*** Excerpted passage
Few would argue that the two most influential and powerful entities in the U.S. sports are ESPN and the NFL, and it would be hard to envision either without the contributions of Steve Bornstein. As the president/CEO of ESPN throughout its unprecedented growth in the 1990s and the first-ever president of NFL Network, Bornstein joined the pantheon of sports-media executives while cultivating a reputation as one of the most driven and competitive personalities the industry has ever seen.
“Steve is one those pivotal people in the history of sports television,” says fellow Sports Broadcasting Hall of Famer Don Ohlmeyer. “He’s a smart and tough negotiator, a tremendous leader, and one of the great innovators this business has ever seen. He simply knows how to position the side he’s representing to be successful.”
The Early Days in Wisconsin
The Fair Lawn, NJ, native began his career at the campus television station while attending the University of Wisconsin – Madison.
“I think I caught the TV bug pretty early on,” says Bornstein. “My freshman year, they were building the communication-arts building across from my dorm room, and I ended up starting to work at the university TV station. It sort of took off from there.”
After graduating in 1974, Bornstein bounced around local Wisconsin stations before taking on a three-year stint at WOSU-TV in Columbus, OH, working his way up to the station’s executive producer. While in Columbus, he also produced Ohio State Buckeyes football telecasts for Warner-Amex Cable’s groundbreaking QUBE interactive-cable-television venture, which served as the launchpad for Nickelodeon and MTV and introduced the concepts of pay-per-view and interactive TV services.
The Rise of the World Wide Leader in Sports
Legendary executive Bill Creasy played a key role in QUBE’s development and became close with Bornstein, so, when he was tapped by Sports Broadcasting Hall of Famer Chet Simmons to run programming at the fledgling ESPN, he brought Bronstein with him.
******
*** Dataset entries
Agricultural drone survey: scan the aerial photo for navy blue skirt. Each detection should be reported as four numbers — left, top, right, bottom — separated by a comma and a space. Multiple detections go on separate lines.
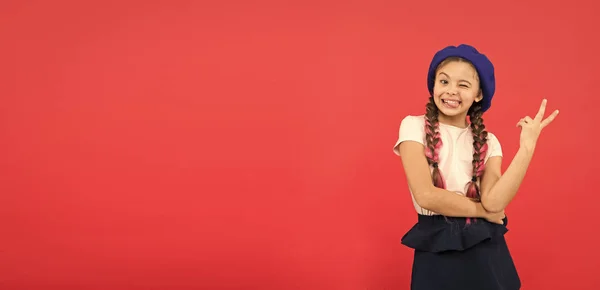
402, 215, 521, 290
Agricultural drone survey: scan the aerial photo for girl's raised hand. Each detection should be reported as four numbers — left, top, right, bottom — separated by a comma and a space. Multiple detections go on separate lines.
517, 99, 558, 150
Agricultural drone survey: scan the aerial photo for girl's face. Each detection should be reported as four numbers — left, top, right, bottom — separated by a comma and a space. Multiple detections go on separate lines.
433, 61, 483, 123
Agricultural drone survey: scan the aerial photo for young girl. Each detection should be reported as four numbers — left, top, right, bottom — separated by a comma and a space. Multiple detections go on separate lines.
394, 44, 558, 290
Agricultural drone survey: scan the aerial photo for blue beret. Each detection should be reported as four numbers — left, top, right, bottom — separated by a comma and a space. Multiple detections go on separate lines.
427, 44, 496, 112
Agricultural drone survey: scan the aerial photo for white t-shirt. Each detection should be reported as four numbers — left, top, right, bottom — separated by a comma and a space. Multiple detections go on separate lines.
394, 115, 502, 215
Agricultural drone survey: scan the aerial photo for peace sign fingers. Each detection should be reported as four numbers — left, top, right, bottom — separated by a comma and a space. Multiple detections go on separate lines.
541, 110, 558, 128
535, 99, 548, 122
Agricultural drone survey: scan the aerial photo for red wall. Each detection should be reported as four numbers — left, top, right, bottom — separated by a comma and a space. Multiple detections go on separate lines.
0, 0, 600, 290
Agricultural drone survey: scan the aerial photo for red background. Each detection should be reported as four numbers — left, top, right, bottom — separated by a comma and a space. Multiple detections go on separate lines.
0, 0, 600, 290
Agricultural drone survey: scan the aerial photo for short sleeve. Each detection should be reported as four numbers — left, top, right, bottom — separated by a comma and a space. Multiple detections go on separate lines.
487, 132, 502, 158
394, 115, 425, 156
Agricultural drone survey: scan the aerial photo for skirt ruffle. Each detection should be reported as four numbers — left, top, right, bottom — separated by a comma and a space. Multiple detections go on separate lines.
402, 215, 521, 290
402, 215, 508, 253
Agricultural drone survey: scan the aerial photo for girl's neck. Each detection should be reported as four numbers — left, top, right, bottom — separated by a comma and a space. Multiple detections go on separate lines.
438, 112, 469, 129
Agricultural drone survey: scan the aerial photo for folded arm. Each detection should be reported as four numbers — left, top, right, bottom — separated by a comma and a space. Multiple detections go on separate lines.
481, 147, 533, 212
399, 141, 488, 218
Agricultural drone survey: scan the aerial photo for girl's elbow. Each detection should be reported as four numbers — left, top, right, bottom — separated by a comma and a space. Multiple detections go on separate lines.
481, 198, 504, 213
413, 191, 431, 208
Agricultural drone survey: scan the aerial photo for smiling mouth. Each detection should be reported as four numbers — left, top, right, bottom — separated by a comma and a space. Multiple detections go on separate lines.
442, 99, 462, 107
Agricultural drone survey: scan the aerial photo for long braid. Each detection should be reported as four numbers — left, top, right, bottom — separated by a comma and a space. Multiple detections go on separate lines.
425, 97, 446, 188
466, 104, 488, 223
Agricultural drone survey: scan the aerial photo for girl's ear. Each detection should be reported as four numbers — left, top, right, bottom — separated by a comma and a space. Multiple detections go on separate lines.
475, 90, 483, 103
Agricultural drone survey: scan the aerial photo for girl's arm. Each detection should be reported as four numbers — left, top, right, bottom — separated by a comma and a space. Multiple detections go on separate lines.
481, 100, 558, 212
481, 148, 533, 212
399, 141, 504, 224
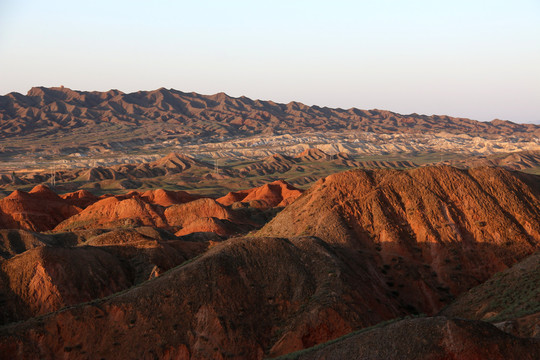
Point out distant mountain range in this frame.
******
**Short task 1:** Locate each line in the records that contains the string "blue" and copy those lines.
**Short task 2:** Resume the profile of sports-media executive Steve Bornstein, writing on from its final sentence.
The text and the records were drawn from unrelated sources.

**Task output 1:**
Agricultural drone survey: scan the aerial photo for navy blue skirt. Each detection should be reported as four numbers — left, top, right, bottom — separated by a comma and a space. Multiple detections go on separate lines.
Agricultural drone survey: scan the aerial photo for blue beret. Each detection should be reported as four numbers — left, top, right, bottom — separated by a comma and a space. Multiple detections go on separate lines.

**Task output 2:**
“Frankly, we were very close to going out of business in the early ’80s,” recounts Bornstein. “It early became quite clear that we weren’t going to be able to make any financial sense out of this unless we changed the model. As a result, ESPN really invented the whole business of affiliation fees for the cable industry. Ultimately, it was such a sound model that it obviously became the standard that the entire cable industry was built on.”
Arriving just four months after the network launched, Bornstein would spend the next two decades helping transform ESPN into a sports-media heavyweight.
After moving through ESPN’s programming and production ranks for 10 years, the 38-year-old Bornstein became the network’s youngest president and CEO in 1990, adding the title of corporate VP of Capital Cities/ABC three years later.
“Steve was the perfect person for that job at that time,” says NFL SVP of Broadcasting/NFL Films COO Howard Katz, who served with Bornstein at ESPN, ABC, and the NFL. “Were it not for Steve, I don’t think ESPN would have seen the enormous growth that they have achieved.”
He would go on to lead ESPN though one of its most prolific eras, overseeing the launch of ESPN2, ESPNEWS, ESPN Classic, ESPN Radio, ESPN.com, ESPN Regional Television, and a variety of new properties, including the ESPY Awards and X Games, as well as unprecedented global expansion
“With the way that the cable business and ESPN grew side-by-side in the ’90s, Steve was the perfect leader for that decade,” says ESPN on-air stalwart Chris Berman. “We could have made a lot of wrong turns, but we didn’t, and the proof is where we are today.”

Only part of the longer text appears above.